Entries for pointing and labeling:
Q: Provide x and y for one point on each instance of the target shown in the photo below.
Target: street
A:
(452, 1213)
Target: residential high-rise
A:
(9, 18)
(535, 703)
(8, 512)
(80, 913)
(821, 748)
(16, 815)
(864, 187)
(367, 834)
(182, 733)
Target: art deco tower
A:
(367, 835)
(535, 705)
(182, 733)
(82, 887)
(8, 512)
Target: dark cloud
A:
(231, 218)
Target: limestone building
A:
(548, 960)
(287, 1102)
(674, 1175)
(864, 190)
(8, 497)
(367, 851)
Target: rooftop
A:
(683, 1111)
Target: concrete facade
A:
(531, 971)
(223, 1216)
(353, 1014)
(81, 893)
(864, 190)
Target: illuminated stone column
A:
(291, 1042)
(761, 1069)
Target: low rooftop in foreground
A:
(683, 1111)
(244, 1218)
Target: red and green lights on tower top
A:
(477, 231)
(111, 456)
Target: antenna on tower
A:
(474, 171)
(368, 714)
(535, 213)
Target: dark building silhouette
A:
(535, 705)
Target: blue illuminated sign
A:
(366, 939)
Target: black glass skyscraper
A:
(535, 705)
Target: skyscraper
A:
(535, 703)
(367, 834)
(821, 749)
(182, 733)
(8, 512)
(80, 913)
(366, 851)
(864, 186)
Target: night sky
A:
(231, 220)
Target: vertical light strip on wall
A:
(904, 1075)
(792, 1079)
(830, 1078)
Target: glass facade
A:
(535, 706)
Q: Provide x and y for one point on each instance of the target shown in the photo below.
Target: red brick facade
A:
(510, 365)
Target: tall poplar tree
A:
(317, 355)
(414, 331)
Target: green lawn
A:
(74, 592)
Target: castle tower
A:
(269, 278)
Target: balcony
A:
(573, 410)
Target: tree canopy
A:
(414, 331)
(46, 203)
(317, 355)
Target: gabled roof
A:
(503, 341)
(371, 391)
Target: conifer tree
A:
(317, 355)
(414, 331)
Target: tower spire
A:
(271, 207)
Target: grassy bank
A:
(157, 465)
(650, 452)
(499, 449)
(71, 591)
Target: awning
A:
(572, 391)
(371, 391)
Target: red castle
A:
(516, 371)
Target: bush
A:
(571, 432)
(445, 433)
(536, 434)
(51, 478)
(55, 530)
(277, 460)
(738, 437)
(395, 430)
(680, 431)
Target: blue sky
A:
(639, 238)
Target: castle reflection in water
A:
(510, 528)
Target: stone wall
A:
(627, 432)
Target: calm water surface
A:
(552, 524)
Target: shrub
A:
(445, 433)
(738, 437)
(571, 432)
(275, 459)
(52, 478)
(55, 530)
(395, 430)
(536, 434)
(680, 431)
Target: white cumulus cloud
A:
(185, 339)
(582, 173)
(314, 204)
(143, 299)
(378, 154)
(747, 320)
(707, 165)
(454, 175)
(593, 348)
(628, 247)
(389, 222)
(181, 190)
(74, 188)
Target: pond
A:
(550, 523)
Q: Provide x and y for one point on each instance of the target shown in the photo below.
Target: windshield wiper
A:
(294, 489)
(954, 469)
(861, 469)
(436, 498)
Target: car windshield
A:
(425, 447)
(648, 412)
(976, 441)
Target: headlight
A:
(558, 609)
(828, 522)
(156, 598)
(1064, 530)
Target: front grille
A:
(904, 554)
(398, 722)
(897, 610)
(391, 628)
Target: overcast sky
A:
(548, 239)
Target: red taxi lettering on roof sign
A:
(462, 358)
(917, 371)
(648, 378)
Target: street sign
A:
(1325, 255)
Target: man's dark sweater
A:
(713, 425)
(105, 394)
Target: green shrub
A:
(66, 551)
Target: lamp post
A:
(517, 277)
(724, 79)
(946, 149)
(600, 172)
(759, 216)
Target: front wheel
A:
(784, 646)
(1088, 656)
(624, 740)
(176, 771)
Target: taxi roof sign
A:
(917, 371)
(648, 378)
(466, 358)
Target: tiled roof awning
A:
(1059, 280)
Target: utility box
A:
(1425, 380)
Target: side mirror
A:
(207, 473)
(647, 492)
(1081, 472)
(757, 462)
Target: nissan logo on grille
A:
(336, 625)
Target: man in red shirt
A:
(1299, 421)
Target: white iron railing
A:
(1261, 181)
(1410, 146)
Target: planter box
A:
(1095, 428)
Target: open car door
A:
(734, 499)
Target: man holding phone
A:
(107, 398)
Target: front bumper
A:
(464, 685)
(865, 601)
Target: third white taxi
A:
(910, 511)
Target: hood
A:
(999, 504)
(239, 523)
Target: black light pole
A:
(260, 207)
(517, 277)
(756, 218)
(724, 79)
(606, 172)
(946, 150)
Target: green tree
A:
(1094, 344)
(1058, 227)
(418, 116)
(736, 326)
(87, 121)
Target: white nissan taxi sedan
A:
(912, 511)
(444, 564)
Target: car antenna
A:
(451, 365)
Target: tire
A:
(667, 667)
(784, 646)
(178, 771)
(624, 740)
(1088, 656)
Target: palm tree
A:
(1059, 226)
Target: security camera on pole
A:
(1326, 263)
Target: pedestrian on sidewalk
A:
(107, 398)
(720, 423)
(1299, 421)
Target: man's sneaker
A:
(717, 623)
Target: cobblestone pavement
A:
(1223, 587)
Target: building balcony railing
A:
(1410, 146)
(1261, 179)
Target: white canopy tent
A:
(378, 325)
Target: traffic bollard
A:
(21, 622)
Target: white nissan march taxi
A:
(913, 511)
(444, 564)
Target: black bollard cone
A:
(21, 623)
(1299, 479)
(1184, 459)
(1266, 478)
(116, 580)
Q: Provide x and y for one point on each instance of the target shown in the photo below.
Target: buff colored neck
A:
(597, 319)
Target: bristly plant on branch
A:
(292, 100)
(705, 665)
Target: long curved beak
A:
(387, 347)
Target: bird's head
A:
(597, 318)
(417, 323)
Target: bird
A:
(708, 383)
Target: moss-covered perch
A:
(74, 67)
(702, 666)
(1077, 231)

### Description of the task
Arrange everything from the start of the records down to and including the line that contains "(761, 1069)" as a Markdown table with the columns Row and Line. Number each line in Row, and skip any blank lines.

### Correct response
| Row | Line |
|---|---|
| 1 | Q: Provide x and y for one point on each instance of the target shown in the photo below. |
| 2 | Target: street |
| 3 | A: |
| 4 | (452, 1213) |
| 5 | Target: residential high-rise |
| 6 | A: |
| 7 | (9, 18) |
| 8 | (535, 703) |
| 9 | (8, 512) |
| 10 | (80, 913) |
| 11 | (821, 748) |
| 12 | (16, 815) |
| 13 | (864, 187) |
| 14 | (367, 834) |
| 15 | (182, 733) |
| 16 | Target: art deco tower |
| 17 | A: |
| 18 | (367, 835) |
| 19 | (535, 705) |
| 20 | (182, 733) |
| 21 | (82, 887) |
| 22 | (8, 512) |
| 23 | Target: dark cloud |
| 24 | A: |
| 25 | (231, 218) |
| 26 | Target: limestone building |
| 27 | A: |
| 28 | (548, 960) |
| 29 | (287, 1102) |
| 30 | (674, 1175) |
| 31 | (864, 190) |
| 32 | (8, 497) |
| 33 | (367, 851) |
| 34 | Target: rooftop |
| 35 | A: |
| 36 | (683, 1111) |
| 37 | Target: concrete facade |
| 38 | A: |
| 39 | (531, 971) |
| 40 | (223, 1216) |
| 41 | (353, 1014) |
| 42 | (81, 893) |
| 43 | (864, 190) |
| 44 | Target: illuminated stone column |
| 45 | A: |
| 46 | (291, 1042) |
| 47 | (761, 1069) |